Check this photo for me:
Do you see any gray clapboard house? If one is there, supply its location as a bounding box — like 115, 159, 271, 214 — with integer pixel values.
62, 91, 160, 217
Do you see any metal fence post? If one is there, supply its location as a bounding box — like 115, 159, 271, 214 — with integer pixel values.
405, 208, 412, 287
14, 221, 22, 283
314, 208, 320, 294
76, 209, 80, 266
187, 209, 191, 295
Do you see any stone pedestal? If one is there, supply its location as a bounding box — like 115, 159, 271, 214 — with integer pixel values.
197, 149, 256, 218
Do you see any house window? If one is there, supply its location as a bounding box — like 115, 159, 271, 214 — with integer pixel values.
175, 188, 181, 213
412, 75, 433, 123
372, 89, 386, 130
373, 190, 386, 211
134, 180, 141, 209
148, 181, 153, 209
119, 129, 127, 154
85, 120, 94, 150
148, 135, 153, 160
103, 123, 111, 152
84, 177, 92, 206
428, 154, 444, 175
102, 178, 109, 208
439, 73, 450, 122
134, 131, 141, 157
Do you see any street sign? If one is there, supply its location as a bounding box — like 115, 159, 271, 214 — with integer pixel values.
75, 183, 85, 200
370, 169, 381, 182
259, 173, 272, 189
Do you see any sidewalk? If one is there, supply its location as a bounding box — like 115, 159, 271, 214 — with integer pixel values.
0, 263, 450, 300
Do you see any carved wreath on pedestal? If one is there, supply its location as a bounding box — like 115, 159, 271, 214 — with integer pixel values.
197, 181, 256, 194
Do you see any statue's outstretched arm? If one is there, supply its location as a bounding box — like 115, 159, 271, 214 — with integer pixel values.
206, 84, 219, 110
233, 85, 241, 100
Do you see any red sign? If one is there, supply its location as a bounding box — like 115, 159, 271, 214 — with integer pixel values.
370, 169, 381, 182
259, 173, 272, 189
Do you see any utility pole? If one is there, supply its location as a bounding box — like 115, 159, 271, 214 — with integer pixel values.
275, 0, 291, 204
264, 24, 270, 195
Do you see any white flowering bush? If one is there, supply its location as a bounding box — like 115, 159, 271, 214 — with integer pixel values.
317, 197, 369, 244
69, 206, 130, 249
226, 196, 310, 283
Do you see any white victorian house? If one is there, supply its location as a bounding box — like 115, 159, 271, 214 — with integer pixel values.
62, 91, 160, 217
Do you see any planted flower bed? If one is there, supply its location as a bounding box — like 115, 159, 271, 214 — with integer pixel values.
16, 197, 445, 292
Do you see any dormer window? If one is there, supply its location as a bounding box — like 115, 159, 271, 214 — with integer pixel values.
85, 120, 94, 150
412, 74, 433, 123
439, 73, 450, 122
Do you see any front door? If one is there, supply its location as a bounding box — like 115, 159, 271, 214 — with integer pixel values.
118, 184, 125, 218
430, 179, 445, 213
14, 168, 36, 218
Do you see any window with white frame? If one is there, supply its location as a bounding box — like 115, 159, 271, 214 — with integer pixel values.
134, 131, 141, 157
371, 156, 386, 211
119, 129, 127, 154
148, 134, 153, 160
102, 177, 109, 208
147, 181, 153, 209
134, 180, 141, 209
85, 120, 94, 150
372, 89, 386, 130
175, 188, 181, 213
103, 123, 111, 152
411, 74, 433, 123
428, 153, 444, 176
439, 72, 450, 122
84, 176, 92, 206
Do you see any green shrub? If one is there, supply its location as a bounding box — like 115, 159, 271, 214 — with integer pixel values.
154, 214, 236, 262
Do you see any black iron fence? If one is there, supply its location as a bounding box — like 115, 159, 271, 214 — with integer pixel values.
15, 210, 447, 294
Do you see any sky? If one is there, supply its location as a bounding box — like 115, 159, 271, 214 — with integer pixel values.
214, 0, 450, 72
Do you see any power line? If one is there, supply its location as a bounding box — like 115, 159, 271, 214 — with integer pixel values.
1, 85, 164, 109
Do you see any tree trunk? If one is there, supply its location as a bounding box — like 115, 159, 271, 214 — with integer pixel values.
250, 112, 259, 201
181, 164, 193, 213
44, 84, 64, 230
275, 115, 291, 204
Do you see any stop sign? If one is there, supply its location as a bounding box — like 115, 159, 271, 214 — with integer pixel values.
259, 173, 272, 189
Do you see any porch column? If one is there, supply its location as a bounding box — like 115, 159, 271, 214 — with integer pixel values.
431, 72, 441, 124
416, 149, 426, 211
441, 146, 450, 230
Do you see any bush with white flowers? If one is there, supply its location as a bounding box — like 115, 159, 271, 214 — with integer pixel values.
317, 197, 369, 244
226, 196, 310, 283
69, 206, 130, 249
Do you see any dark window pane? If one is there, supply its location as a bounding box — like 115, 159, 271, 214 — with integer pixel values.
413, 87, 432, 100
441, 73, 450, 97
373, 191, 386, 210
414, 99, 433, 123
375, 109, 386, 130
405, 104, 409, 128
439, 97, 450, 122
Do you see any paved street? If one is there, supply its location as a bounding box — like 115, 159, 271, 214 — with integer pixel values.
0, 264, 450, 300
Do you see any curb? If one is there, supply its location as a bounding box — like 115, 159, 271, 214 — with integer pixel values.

▸ DIRECTIONS FOR THIS TASK:
Reproduce every one of the records above word for word.

▸ EXERCISE ANSWER:
Check this photo for me:
Do you see any gray clapboard house? If one is there, supply its location as a bounding box — like 115, 159, 271, 214 — with integer pixel values.
62, 91, 160, 217
Do you see any metal fence post? If one is there, supply its location as a bounding box — like 115, 159, 271, 214 — with integer pixel values.
405, 208, 412, 287
14, 221, 22, 283
314, 208, 320, 294
76, 209, 80, 266
187, 209, 191, 295
Do you see any stone pedestal? If one is there, supply its location as a bounding box — like 115, 159, 271, 214 — with integer pixel values.
197, 149, 256, 218
Do you see any house window? If one is there, supply its location as a bounding box — like 115, 159, 271, 214 — with integer pixel values.
175, 188, 181, 213
412, 75, 433, 123
372, 89, 386, 130
373, 190, 386, 211
134, 180, 141, 209
148, 181, 153, 209
119, 129, 127, 154
85, 120, 94, 150
148, 135, 153, 160
103, 123, 111, 152
84, 177, 92, 206
428, 154, 444, 175
102, 178, 109, 208
439, 73, 450, 122
134, 131, 141, 157
Do you see any street sign? If one is there, supply its location as a bounding box — like 115, 159, 271, 214 — with integer pixel values.
75, 183, 85, 200
370, 169, 381, 182
259, 173, 272, 189
Do you see any sidewalk? If one is there, supply its location as a bounding box — like 115, 159, 271, 214 — with integer pixel values.
0, 263, 450, 300
Do you see any carved wreath on pedestal? If one is there, supply its location as a bounding box — like 115, 159, 271, 214 — with integer pixel values.
197, 181, 256, 194
Do you see any statue's outstretched arm? If one is there, supply its location as a bounding box — like 115, 159, 271, 214 — with integer pixel values.
206, 84, 219, 110
233, 85, 241, 100
Do you see any red sign? If one is there, supply its location as a bounding box — like 115, 159, 271, 214 — with integer pixel values.
370, 169, 381, 182
259, 173, 272, 189
Do you see any utility pole? If one is there, supply its location as a bounding box — like 115, 159, 271, 214 — with integer pixel values.
275, 0, 291, 204
264, 24, 270, 195
Do you see any white flowering bush? If one is there, supply its location as a bounding box — like 115, 159, 271, 214 — with integer pixel values.
317, 197, 369, 244
69, 206, 130, 249
226, 196, 310, 283
Do you see any white victorian house? If one is there, supply its location as a bounding box — like 115, 159, 271, 214 — with integer pixel values.
62, 91, 160, 217
Do you see any planted flower bed? If one is there, supply its location as a bounding box — like 115, 159, 271, 214 — with integer pixel values.
16, 197, 445, 292
Do you see any dormer window? If one is there, supply its location as a bounding box — like 115, 159, 271, 214 — with integer pixel values.
85, 120, 94, 150
412, 74, 433, 123
439, 73, 450, 122
Do you see any front door? If one is there, supply its location as a bounding box — like 115, 159, 271, 214 — with integer pixel values.
118, 184, 125, 218
430, 179, 445, 213
14, 168, 36, 218
Do you see any window with white frame? If one is there, supply its location as a bounding box — like 115, 159, 271, 214 — with integer pixel values.
134, 131, 141, 157
371, 156, 386, 211
119, 129, 127, 154
148, 134, 153, 160
102, 177, 109, 208
147, 181, 153, 209
134, 180, 141, 209
85, 120, 94, 150
372, 89, 386, 130
175, 188, 181, 213
103, 123, 111, 152
411, 74, 433, 123
428, 153, 444, 176
439, 72, 450, 122
84, 176, 92, 206
Do you see any green shrub? If one is there, supply its location as a bounding box — like 115, 159, 271, 214 — with integer pixel values.
154, 214, 236, 262
Do you see any black iron fence? If one is there, supply its location as a bounding box — like 115, 159, 271, 214 — with integer pixel values.
15, 210, 447, 294
Do you see any sky? If one is there, supply its location as a bounding box — like 115, 159, 271, 214 — with integer pixel values.
214, 0, 450, 72
Do you see any power line? If one is there, supply its location as a bounding box — like 115, 159, 271, 214 — with integer pixel values.
1, 85, 164, 109
Do you see any tree trunk? If one is there, supply its location as a bounding box — like 115, 159, 271, 214 — with integer pixel values.
250, 112, 259, 201
181, 164, 193, 213
44, 84, 64, 230
275, 115, 291, 204
Do you see any stop sign? If one is there, supply its location as a bounding box — like 115, 159, 271, 214 — with integer pixel values.
259, 173, 272, 189
Do you see any porch column? If one is there, supply its location as a bounding box — like 115, 159, 271, 214 — with integer pixel values.
431, 72, 441, 124
416, 149, 426, 211
441, 146, 450, 230
Do you see any bush with white flowers? If one is there, supply its location as a bounding box — like 115, 159, 271, 214 — with integer pixel values.
317, 197, 369, 244
226, 196, 310, 283
69, 206, 130, 249
Do you see any dark window pane? If one is there, supply its location as a bounding box — like 115, 159, 271, 214 — with integer pixel values.
413, 87, 432, 100
441, 73, 450, 97
373, 191, 386, 210
414, 99, 433, 123
375, 109, 386, 130
405, 104, 409, 128
439, 97, 450, 122
Do you see any paved street? If one is there, supply its location as a bounding box — like 115, 159, 271, 214 — with integer pixel values.
0, 264, 450, 300
Do you see any curb? If one is there, supply its location as a bounding box — like 115, 159, 271, 214 — with integer pixel values.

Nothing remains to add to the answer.